[EXERCISE 1]: In the blog post about the man digging the garden, write out the stretch from "But then he" through "He breaks his." again, changing "aphorisms" to "sayings".
[EXERCISE 2]: In the blog post about the man digging the garden, list the faults named in the quoted description of someone who is "a great guy."
[EXERCISE 3]: In the blog post about the man digging the garden, what kind of school did the man recently look into?

[SELECTED EXCERPT]:
################

Wednesday, July 23, 2008

Turning my back

He stands before me, shirtless, sweat dripping off his back, words flowing out of his mouth with the same cadence he uses to shovel the garden bed before him. Half of his back is scarred from what looks like a bad burn many years ago. To be honest, I don't like him. He yells. A lot. Mostly it's directed toward his common law wife, the mother of my girlfriend. Sometimes the words aim for my girlfriend. Anger boils up within him in an instant. He belittles them. He cusses at them. He's rough, as they say. But he means well.

Growing up, as I have, around a number of "rough" men, I've become accustomed to this line of thinking. It's comical the number of times I've heard someone say, "He's a great guy. He might be a little bit of a racist. And he can't stand homosexuals. He also might be a bit of a drunk. But he's a great guy. Really."

I’ve given up on people like this, telling myself there’s nothing of redeeming value in someone who can’t treat everyone with kindness. God’s grace is enough, but not in this case. I turn my back.

And yet here’s this man in my back yard, doing hard work I should be doing. I’m thankful and as I watch him, I try to understand him.

I don't know much about him, to be fair. I know he recently lost his job because he didn't show up for two weeks. He was in bed, depressed his wife cheated on him after she left a hospital for treatment for bipolar. I know he quit drinking and took his wife back, excusing her actions with a swift swat of the hand, "She was sick." He was a janitor and now he's jobless. He doesn't blame her. He presses on. He looked into welding school recently, I'm told, but money or some other practicality kept it from being a reality.

I don't get a lot of pats on the back, he says, but I've gotten quite a few kicks in the ass. That's just the way it is. That’s life.

I wonder if he’s happy with his life.

I look at his scars — physical and emotional. I wonder what it must be like loving the woman who broke you. Having no choice in the matter because this is it, this is the woman for you, flawed as she may be. I left that woman in my life. Didn't even look back at the dust scattered up in the rear-view. Hardly had time for the tears to dry off my cheek before I said goodbye. I’d rather go it alone. I turn my back.

His back's aching. He lights a cigarette, walks around the yard. His shorts are soaked from sweat. His size 12 boots hike up close to his knees and sometimes I think I feel the ground shake beneath them. His voice is rough, gravely, deep. My 14-month-old puppy cowers before him, hiding behind my legs or under the porch, feet away from the new garden, but safe from his booming voice.

Truth is, I was a little intimidated by him, too.

But then he starts, the words flowing with a rhythm like his shovel, digging, digging, digging to the truth. He’s spewing off aphorisms, short, succinct little sound bites about life. And it’s sounding profound coming from this man. I stop what I’m doing, feeling helpless for just standing there, but entranced nonetheless.

I had to take her back, he says, I love her. Why wouldn’t I take her back? She was sick, like someone with cancer. There’s no difference.

If I didn’t take her back, he says, I’d be letting my ego get in the way. That’s all that would be, pride.

In his aphorisms, I see my own pain and in his humble attempt to love his wife, to quit drinking and go to church, I see redemption and hope. I chose to give up, I turned my back. He breaks his.

Buddhism says enlightenment comes when we realize all are interconnected. At least for this day, I'm crediting this "rough" man for helping me see that I’m not alone. And I’m wanting to know him better.

################

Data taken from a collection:
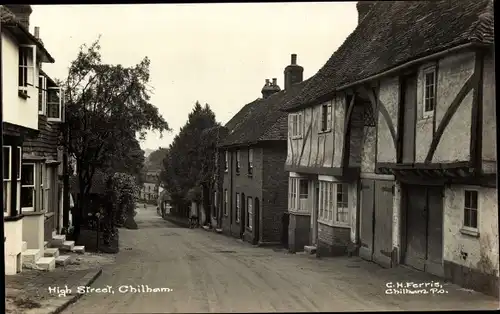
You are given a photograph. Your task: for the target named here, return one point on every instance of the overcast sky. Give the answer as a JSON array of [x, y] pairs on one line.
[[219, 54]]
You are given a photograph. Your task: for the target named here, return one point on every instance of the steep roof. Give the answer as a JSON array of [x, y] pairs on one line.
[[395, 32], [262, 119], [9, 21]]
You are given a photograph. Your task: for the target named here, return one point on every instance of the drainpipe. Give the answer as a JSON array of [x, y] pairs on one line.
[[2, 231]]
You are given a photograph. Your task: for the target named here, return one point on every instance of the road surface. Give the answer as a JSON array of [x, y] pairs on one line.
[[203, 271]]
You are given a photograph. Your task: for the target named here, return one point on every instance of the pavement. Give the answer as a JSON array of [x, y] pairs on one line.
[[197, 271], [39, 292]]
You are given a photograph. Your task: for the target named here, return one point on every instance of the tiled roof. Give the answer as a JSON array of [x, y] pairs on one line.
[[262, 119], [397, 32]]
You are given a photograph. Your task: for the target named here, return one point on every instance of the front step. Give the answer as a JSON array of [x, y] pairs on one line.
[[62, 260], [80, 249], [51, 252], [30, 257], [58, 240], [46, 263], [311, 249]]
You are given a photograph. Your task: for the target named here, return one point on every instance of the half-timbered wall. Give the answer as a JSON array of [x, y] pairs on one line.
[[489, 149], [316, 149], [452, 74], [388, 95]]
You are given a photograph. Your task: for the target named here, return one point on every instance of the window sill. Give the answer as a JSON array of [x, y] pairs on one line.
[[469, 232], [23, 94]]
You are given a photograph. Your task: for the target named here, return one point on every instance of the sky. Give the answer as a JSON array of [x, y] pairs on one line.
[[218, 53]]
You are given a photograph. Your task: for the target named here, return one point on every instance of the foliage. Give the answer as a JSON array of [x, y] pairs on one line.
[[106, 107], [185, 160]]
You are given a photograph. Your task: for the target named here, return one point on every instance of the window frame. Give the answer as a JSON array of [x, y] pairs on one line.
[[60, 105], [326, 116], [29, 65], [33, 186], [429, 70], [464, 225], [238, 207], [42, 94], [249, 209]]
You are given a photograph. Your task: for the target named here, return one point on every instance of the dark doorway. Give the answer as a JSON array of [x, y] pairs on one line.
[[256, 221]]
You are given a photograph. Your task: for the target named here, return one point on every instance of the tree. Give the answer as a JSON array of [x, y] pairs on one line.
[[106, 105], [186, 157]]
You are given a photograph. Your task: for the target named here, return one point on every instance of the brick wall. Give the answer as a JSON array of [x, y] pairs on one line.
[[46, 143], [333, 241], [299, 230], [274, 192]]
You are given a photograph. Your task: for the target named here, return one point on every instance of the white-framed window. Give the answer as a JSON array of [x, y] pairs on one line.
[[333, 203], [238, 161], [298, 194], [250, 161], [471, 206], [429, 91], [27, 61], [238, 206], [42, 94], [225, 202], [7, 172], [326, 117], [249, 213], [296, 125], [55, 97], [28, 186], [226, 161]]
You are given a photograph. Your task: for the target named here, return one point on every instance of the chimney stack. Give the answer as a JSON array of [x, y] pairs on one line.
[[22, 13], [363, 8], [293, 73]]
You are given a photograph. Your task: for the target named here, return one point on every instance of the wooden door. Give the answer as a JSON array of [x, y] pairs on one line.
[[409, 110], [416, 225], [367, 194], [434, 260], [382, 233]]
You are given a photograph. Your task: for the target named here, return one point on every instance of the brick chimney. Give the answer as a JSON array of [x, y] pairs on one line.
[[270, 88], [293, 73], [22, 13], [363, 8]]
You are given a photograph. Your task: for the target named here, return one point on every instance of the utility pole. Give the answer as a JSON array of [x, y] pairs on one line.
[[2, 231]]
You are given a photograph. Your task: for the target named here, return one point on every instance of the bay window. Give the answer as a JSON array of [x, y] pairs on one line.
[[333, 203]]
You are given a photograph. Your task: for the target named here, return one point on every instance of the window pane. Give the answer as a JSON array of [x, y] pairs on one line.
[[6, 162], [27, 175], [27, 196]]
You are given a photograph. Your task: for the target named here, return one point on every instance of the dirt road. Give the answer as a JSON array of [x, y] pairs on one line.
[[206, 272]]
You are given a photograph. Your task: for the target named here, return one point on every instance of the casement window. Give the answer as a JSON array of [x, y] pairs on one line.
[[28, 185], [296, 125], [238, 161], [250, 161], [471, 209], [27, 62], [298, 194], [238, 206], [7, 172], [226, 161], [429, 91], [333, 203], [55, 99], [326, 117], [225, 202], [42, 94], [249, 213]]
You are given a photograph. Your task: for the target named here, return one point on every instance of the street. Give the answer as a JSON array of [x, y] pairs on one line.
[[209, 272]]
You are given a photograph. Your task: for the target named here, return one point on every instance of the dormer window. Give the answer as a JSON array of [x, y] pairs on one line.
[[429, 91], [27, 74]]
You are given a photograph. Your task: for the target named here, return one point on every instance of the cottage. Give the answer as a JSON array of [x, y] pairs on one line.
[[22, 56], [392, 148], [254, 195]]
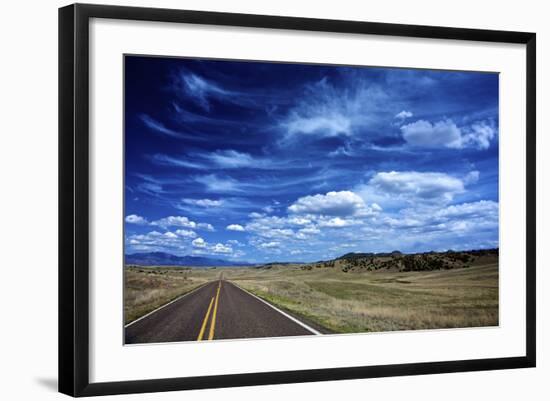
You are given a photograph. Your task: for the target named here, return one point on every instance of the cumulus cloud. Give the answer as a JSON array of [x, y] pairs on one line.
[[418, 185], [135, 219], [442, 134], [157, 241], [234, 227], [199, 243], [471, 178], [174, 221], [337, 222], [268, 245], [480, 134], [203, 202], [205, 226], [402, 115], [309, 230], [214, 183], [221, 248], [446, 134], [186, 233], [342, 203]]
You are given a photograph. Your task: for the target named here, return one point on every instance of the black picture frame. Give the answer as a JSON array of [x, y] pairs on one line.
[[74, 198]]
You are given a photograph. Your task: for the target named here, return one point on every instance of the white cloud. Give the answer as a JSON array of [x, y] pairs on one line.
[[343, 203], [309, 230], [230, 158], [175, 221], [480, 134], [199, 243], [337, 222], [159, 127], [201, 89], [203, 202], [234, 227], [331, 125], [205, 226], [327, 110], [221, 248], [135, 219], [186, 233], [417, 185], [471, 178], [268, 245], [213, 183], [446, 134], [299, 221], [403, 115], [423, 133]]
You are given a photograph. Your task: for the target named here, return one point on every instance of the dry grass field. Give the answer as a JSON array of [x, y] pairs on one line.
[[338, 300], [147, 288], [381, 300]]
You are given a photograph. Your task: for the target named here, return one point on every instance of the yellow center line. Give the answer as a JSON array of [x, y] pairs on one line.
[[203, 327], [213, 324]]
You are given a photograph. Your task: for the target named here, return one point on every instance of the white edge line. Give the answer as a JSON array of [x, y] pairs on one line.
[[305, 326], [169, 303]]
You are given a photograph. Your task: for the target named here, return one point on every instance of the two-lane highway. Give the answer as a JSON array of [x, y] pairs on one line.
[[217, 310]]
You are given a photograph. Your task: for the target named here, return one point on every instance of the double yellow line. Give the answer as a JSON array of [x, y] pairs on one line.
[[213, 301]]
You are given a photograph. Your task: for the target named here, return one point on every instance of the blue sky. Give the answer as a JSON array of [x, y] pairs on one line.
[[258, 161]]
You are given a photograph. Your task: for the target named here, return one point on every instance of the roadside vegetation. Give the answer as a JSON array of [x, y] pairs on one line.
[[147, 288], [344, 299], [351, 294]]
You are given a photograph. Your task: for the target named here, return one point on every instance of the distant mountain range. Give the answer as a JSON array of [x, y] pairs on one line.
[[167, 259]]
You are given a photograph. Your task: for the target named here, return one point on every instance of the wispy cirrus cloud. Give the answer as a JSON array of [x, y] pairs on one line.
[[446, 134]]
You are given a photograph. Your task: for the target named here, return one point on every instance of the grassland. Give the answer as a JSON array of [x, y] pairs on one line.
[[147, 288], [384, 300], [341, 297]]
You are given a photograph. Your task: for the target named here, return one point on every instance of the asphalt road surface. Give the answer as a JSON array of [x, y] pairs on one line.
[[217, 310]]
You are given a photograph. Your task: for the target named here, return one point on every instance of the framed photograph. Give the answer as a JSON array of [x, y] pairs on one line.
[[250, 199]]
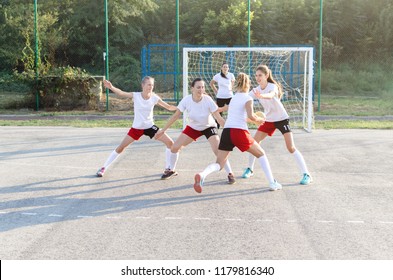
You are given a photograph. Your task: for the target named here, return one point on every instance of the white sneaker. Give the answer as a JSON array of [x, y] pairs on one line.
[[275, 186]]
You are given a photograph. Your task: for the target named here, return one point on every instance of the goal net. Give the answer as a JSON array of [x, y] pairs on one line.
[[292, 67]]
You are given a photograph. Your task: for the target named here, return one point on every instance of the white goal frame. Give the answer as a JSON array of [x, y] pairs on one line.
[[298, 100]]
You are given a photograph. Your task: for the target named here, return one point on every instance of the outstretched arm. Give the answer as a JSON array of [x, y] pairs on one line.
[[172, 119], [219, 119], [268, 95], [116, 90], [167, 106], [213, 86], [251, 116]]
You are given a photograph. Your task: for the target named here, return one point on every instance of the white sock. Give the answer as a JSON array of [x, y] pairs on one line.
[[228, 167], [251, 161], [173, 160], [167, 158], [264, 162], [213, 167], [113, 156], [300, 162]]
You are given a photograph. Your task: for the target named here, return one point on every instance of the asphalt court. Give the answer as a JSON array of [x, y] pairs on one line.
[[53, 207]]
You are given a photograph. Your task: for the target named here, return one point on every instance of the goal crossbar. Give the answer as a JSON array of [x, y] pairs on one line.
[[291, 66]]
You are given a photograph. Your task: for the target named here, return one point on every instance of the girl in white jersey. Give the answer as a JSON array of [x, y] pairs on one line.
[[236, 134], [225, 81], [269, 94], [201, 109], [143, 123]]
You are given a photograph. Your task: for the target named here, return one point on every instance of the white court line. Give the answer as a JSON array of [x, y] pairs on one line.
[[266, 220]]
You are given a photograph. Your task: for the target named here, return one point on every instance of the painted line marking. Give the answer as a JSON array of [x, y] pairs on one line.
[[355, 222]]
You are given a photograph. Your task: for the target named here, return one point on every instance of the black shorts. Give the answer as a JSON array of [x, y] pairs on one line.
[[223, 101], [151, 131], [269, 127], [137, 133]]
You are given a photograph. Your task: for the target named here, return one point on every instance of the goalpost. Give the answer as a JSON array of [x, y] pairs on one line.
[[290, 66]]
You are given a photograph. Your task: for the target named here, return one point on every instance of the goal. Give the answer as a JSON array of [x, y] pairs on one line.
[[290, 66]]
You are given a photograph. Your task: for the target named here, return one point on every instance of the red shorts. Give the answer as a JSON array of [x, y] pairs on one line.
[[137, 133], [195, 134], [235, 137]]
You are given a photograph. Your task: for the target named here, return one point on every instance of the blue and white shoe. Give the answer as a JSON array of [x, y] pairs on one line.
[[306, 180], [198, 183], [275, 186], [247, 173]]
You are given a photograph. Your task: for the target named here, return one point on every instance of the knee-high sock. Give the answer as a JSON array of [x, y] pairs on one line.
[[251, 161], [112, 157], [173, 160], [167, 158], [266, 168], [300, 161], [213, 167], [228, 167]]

################

[WRITTEN SOLUTION 1]:
But then he starts, the words flowing with a rhythm like his shovel, digging, digging, digging to the truth. He’s spewing off sayings, short, succinct little sound bites about life. And it’s sounding profound coming from this man. I stop what I’m doing, feeling helpless for just standing there, but entranced nonetheless.

I had to take her back, he says, I love her. Why wouldn’t I take her back? She was sick, like someone with cancer. There’s no difference.

If I didn’t take her back, he says, I’d be letting my ego get in the way. That’s all that would be, pride.

In his sayings, I see my own pain and in his humble attempt to love his wife, to quit drinking and go to church, I see redemption and hope. I chose to give up, I turned my back. He breaks his.

[WRITTEN SOLUTION 2]:
- Might be a little bit of a racist
- Can't stand homosexuals
- Might be a bit of a drunk

[WRITTEN SOLUTION 3]: Welding school.